WHAT YOU SHOULD DO: Would you return the complete listing below word for word?

+++

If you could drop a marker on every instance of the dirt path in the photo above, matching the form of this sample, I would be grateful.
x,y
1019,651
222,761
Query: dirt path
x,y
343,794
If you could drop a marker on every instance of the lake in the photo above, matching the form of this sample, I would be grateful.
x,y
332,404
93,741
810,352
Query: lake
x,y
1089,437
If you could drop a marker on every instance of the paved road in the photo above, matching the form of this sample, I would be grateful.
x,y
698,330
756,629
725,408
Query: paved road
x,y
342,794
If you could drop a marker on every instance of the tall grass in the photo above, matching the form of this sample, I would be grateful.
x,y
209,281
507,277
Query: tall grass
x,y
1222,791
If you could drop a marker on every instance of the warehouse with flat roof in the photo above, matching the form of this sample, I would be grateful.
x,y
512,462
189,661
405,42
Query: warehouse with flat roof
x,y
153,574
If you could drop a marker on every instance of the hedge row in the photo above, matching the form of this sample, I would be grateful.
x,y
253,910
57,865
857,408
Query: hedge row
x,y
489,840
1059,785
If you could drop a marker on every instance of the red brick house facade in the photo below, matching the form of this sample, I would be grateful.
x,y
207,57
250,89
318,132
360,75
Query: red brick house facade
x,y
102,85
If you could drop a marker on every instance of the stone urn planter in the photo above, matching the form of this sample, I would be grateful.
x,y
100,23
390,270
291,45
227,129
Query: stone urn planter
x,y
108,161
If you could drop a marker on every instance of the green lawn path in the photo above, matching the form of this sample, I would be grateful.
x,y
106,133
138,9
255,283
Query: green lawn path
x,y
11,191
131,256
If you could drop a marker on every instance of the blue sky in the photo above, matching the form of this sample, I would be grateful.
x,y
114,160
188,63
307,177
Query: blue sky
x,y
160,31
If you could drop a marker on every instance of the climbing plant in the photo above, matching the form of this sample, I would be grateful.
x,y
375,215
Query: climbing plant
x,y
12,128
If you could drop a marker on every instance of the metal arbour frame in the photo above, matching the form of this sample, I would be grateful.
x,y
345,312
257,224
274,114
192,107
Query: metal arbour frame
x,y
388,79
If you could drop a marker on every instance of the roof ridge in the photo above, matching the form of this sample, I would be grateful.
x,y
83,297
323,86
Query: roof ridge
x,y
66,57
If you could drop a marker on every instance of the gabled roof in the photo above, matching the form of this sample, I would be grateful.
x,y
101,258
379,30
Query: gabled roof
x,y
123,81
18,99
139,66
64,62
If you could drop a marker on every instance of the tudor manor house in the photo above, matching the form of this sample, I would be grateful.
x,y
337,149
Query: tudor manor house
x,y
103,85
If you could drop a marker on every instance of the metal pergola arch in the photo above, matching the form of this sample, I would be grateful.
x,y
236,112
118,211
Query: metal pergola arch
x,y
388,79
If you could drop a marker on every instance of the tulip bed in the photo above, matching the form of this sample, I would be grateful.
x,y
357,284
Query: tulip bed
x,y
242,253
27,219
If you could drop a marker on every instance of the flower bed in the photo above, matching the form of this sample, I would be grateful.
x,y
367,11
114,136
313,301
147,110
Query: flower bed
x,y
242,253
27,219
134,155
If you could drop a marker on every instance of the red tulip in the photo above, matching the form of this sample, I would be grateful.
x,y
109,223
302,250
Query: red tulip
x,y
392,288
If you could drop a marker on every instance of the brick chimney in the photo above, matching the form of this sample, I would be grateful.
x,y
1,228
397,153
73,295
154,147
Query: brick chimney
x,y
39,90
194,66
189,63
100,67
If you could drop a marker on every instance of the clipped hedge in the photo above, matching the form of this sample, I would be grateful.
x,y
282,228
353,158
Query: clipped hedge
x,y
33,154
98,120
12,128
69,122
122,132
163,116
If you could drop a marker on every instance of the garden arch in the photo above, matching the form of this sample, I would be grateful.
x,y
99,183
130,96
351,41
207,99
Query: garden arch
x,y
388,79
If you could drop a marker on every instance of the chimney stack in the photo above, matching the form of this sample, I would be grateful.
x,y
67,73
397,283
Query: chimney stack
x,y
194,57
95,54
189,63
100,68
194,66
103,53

+++

WORKED ANSWER:
If you could drop a marker on every instance of the dirt path in the photo above, matching the form of this sample, I would be grateful.
x,y
1019,651
222,761
Query: dirt path
x,y
343,794
If you could drop a marker on every instance of the lake in the photo above, matching the form of this sample, I would be grateful.
x,y
332,404
93,741
810,352
Query: lake
x,y
1089,437
If you could drop a marker on every instance of the paved road in the photo above, matching the form of this sample, I would be grateful.
x,y
698,330
756,629
725,408
Query: paved road
x,y
342,794
If you could drop a marker on every instance of the tall grass in the photo above, matching the form of this sample, I would be grateful.
x,y
209,281
507,277
Query: tall grass
x,y
1222,791
If you could drop a marker on every instance of the warehouse with flat roof in the photo above, matching the form of this sample, I would be grateful.
x,y
512,462
189,661
405,42
Query: warehouse with flat roof
x,y
153,574
If you could drop a marker on every instance of the hedge row in the photo above, matching the form of this sample, I would be grateful.
x,y
253,910
57,865
857,408
Query: hedge row
x,y
489,840
1059,785
If you could drop a marker on every instance of the red brick house facade in the photo below, matching the form of this sample, I would be grateful.
x,y
207,57
250,89
318,132
360,75
Query: red brick house facade
x,y
102,85
If you could drop a marker on every instance of the stone urn planter in the photo above, matching the form of this sample, I would be grateful.
x,y
100,23
390,270
291,45
227,129
Query: stone urn planter
x,y
108,161
If you could drop a marker on every instance of the green lawn path in the photo above, matching the form of this sample, I would be grateful.
x,y
106,133
138,9
255,283
Query: green lawn path
x,y
11,191
131,256
If you could drop a marker on every instance of the blue sky in the photo above, matching the form of this sample, I would be grateful.
x,y
114,160
188,63
307,177
Query: blue sky
x,y
160,31
If you could drop a marker on every instance of the climbing plant in the photo above, matching the form of this sample, I would be grateful.
x,y
375,215
Query: climbing plant
x,y
12,128
If you could drop a marker on every instance of the metal arbour frame in the photo above, matching the form of this sample, I would be grateful.
x,y
345,312
257,224
274,114
192,107
Query: metal arbour frame
x,y
388,79
If you could drop a marker on every instance of the roof ridge in the photo above, matching the form of this sample, I would be grateful.
x,y
83,297
323,86
Query: roof ridge
x,y
66,57
If you could drop a marker on every instance of the gabled roof in the photo above, matching the form of this sample, I would be grateful.
x,y
101,258
379,30
Query: gabled roof
x,y
123,81
18,99
139,66
64,62
If you could drop a marker on every instance of the tudor manor house in the photo above, matching the form of this sample, I would be grateful.
x,y
337,149
Query: tudor manor house
x,y
103,85
If you could drop a marker on every instance of the metal pergola arch in the photo above, matching the form of this sample, I would be grateful.
x,y
236,112
118,211
Query: metal pergola arch
x,y
388,79
If you could drop a marker on every instance of the tulip bed in the photo above, matching the form of this sample, I would be grateful.
x,y
357,284
Query: tulip bed
x,y
242,253
27,219
If you could drop a marker on every instance of the flower bed in the photo above, matching the form of this sample, I would be grateful.
x,y
367,11
114,136
313,301
147,110
Query: flower bed
x,y
242,253
27,219
134,155
If you could drop a marker on every instance of the red tulip in the photo above, matching the form of this sample, I would be grateful.
x,y
109,223
302,250
Query: red tulip
x,y
392,288
If you could drop a marker on every instance of the brick chimney in the photo above, matching the form of this sample, I would be grateful.
x,y
1,228
397,153
73,295
154,147
Query: brick chimney
x,y
39,90
194,66
189,63
100,67
If you could drop a marker on every instance of the clipped hedge in the photo above, matching the form of this sample, I would be grateful.
x,y
282,228
353,158
Query: clipped hedge
x,y
33,154
98,120
12,128
69,122
122,132
163,116
If you could drop a marker on every instance of the garden arch in the photo above, matching the form of this sample, I would be grateful.
x,y
99,183
130,96
351,41
207,99
Query: garden arch
x,y
388,79
If you could drop a marker on every instance of the chimney stack in the photo above, matching the form of this sample, I would be grateful.
x,y
67,73
397,283
Query: chimney stack
x,y
194,57
95,54
189,63
100,68
194,66
103,53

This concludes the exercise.